- **Your task**: Which of the lines below contain the word "stonework"? Extract each one in full.

——

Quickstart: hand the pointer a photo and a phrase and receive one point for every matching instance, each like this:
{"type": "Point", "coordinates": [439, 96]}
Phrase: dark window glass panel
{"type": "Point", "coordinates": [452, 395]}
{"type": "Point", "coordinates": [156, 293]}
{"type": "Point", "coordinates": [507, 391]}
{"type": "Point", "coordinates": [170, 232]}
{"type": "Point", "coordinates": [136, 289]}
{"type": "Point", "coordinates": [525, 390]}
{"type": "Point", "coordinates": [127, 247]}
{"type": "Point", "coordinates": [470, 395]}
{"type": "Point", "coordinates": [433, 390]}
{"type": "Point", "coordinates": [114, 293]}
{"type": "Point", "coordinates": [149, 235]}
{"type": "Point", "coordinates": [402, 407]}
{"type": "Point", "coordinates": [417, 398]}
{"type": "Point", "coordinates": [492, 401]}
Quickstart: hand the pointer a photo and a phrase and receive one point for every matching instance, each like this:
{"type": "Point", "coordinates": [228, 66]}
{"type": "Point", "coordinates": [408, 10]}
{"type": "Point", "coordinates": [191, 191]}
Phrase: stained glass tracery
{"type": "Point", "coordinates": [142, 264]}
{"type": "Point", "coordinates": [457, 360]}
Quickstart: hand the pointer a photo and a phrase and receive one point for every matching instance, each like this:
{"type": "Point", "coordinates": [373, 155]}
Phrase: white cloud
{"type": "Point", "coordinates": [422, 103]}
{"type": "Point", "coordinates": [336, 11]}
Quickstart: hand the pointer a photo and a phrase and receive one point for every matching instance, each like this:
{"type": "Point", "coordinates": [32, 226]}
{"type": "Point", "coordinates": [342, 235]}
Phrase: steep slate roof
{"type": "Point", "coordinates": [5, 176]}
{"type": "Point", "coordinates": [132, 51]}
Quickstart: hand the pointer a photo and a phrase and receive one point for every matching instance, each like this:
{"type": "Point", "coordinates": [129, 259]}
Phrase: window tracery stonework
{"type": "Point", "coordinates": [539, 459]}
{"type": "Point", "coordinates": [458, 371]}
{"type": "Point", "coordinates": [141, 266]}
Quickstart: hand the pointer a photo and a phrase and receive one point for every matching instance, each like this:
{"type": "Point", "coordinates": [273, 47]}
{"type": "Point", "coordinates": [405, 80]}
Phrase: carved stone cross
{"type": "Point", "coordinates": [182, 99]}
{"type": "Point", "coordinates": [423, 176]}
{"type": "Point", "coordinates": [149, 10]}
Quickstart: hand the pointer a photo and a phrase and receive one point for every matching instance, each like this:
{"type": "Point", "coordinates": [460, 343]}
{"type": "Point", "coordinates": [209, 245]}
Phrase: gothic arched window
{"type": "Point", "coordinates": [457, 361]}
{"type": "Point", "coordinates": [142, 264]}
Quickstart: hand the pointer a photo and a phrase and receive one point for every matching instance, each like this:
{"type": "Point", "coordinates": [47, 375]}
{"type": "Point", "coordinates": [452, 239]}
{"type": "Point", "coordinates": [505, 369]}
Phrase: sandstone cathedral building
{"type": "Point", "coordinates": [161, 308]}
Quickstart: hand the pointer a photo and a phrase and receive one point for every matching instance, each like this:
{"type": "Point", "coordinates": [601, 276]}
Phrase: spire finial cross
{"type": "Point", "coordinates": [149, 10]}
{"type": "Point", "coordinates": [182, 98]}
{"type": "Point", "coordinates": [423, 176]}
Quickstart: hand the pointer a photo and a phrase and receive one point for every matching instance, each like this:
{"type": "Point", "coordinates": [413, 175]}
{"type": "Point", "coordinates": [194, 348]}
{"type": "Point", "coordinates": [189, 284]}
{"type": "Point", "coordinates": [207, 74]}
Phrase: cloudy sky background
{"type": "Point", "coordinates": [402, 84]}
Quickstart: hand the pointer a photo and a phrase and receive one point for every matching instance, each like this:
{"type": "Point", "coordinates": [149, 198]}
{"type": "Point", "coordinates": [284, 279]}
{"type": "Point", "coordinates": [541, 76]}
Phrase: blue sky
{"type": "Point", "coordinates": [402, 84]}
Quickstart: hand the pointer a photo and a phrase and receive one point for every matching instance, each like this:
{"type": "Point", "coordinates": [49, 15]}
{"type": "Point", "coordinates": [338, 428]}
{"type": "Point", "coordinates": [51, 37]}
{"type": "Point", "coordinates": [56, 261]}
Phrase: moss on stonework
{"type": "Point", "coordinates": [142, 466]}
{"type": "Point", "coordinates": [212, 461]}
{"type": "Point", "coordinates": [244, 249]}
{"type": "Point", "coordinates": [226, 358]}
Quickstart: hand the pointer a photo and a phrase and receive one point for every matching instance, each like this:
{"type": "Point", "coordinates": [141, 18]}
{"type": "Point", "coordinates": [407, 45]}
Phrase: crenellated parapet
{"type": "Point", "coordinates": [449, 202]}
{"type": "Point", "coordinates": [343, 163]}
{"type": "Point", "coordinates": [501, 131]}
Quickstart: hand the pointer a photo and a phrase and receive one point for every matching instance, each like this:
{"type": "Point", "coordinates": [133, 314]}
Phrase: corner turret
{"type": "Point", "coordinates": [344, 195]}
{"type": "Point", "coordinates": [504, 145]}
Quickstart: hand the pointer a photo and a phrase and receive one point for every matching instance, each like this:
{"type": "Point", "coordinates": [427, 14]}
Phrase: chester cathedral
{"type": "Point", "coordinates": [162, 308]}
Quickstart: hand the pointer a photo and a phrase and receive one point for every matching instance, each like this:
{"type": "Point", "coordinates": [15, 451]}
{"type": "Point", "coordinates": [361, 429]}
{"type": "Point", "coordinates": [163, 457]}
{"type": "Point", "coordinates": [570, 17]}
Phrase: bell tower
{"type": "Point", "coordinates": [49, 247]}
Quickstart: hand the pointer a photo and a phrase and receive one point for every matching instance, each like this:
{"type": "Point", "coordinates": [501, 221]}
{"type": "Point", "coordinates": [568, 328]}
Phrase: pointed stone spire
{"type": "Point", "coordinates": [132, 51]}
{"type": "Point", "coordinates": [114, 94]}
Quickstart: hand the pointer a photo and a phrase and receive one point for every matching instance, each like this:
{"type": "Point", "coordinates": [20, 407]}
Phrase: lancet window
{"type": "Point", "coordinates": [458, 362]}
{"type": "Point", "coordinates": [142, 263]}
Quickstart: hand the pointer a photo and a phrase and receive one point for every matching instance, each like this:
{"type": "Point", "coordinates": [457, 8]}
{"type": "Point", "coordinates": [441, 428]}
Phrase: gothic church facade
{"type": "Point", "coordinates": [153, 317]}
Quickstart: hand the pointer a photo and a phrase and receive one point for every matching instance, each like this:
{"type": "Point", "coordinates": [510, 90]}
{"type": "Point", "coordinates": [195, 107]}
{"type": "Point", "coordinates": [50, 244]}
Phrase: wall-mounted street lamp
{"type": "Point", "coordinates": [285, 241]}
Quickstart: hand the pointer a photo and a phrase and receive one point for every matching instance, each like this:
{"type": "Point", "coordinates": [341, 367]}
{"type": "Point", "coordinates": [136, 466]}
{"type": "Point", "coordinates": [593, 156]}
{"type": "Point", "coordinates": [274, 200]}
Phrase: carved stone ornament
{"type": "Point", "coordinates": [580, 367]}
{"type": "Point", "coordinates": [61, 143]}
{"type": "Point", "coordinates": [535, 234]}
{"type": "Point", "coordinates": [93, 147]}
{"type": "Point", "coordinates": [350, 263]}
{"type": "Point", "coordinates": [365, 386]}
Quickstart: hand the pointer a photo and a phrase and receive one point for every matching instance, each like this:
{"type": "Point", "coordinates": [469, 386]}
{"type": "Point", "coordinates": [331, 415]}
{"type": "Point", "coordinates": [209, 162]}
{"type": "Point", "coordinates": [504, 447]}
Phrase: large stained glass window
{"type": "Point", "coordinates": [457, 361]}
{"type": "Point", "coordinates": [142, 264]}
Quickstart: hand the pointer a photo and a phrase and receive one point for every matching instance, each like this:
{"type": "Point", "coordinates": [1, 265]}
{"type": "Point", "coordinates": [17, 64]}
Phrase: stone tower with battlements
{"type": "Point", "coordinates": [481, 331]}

——

- **Exercise result**:
Phrase: window tracery stonework
Phrase: moss on stonework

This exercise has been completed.